◆ Texto selecionado ◆

= = =

Interpretação do direito ao esquecimento no panorama brasileiro sob a ótica do STF: (In)compatibilidade com o sistema constitucional brasileiro
Frente à ausência de previsão legal expressa para regulamentar a (in)admissibilidade do direito ao esquecimento, não raro o Poder Judiciário recorre à uma interpretação extensiva dessa garantia sob a ótica dos direitos fundamentais.
segunda-feira, 3 de maio de 2021
Atualizado às 17:48
No ápice da maior revolução tecnológica já vivenciada no mundo, com o uso sem precedentes dos mais variados meios de comunicação, o Brasil experiencia hoje uma mudança por completo da base material estruturante da sociedade industrial, tendo sido as perspectivas sociais abruptamente renovadas e transformadas de modo a acompanhar o voraz e agressivo avanço das novas tecnologias informacionais.
No âmago desse movimento digital, que avança ao passo da velocidade da comunicação, malgrado as atuais formas regulamentares dessa relação, tais como o Marco Civil da Internet (lei 12.965/14) e a mais recente Lei Geral de Proteção de Dados (lei 13.709/18), a transmissão e o aproveitamento de dados se torna efeito colateral das intermediações da rede, caminhando em sentido oposto à manutenção da esfera privada dos indivíduos.
Assim, diante de um contexto em que há um movimento tecnológico em energética ascensão, a propagação da informação (sendo ela verificada ou não) se torna cada vez menos dependente de terceiros, já que a rede viabiliza oportunidades infinitas de divulgação, por qualquer pessoa, de uma determinada notícia a nível mundial e de forma instantânea, gerando uma vigorosa oportunidade de veiculação de fatos, cada vez mais mediada pelos meios tecnológicos-sociais - lê-se, mídias/redes sociais.

= = =

Dados extraídos de uma coleção
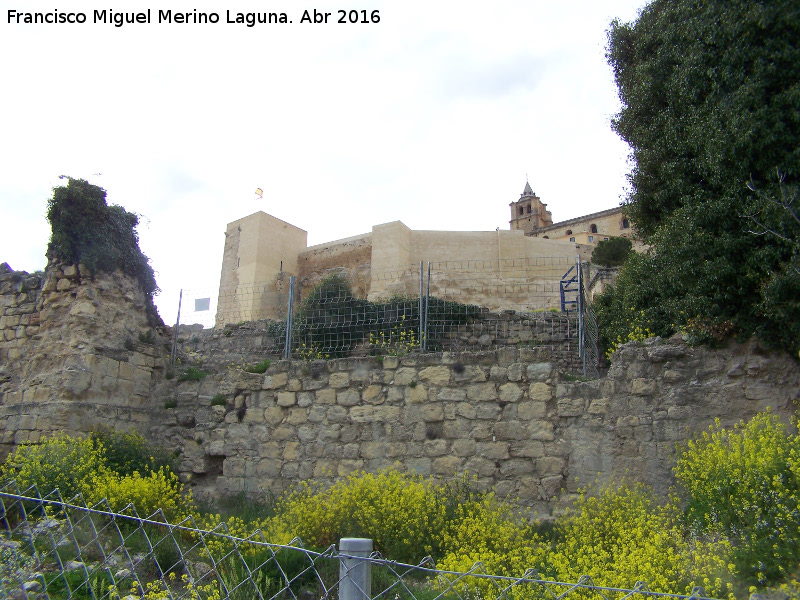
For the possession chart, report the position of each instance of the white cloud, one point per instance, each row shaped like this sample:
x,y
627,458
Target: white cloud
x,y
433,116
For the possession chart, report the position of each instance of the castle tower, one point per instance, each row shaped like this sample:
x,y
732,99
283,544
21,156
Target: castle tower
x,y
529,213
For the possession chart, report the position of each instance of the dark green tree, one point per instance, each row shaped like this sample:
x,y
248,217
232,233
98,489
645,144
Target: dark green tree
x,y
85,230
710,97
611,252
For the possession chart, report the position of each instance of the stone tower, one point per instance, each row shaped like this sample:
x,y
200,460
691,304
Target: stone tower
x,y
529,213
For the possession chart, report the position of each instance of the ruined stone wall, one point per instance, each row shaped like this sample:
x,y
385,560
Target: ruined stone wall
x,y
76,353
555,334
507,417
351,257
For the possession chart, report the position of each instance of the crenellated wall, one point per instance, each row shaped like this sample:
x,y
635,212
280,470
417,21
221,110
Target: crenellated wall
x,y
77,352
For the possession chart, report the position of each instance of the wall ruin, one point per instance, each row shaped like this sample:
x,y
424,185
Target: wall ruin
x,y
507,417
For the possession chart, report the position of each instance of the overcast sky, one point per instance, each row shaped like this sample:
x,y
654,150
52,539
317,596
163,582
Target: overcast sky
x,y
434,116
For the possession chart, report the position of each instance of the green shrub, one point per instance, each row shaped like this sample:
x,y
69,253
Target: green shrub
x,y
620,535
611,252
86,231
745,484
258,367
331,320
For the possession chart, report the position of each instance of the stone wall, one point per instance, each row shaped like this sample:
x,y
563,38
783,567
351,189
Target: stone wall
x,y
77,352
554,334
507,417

= = =

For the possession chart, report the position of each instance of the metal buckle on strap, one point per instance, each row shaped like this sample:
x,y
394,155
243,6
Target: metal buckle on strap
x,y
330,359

= = =

◆ Tarefa a cumprir ◆
Pode editar o trecho do texto sobre o direito ao esquecimento que vai de "Interpretação do direito" até "dos direitos fundamentais.", reproduzindo-o com "Poder Judiciário" trocado por "Supremo Tribunal Federal"? Esse material provém de outra fonte.

◆ Resultado da tarefa ◆
Interpretação do direito ao esquecimento no panorama brasileiro sob a ótica do STF: (In)compatibilidade com o sistema constitucional brasileiro
Frente à ausência de previsão legal expressa para regulamentar a (in)admissibilidade do direito ao esquecimento, não raro o Supremo Tribunal Federal recorre à uma interpretação extensiva dessa garantia sob a ótica dos direitos fundamentais.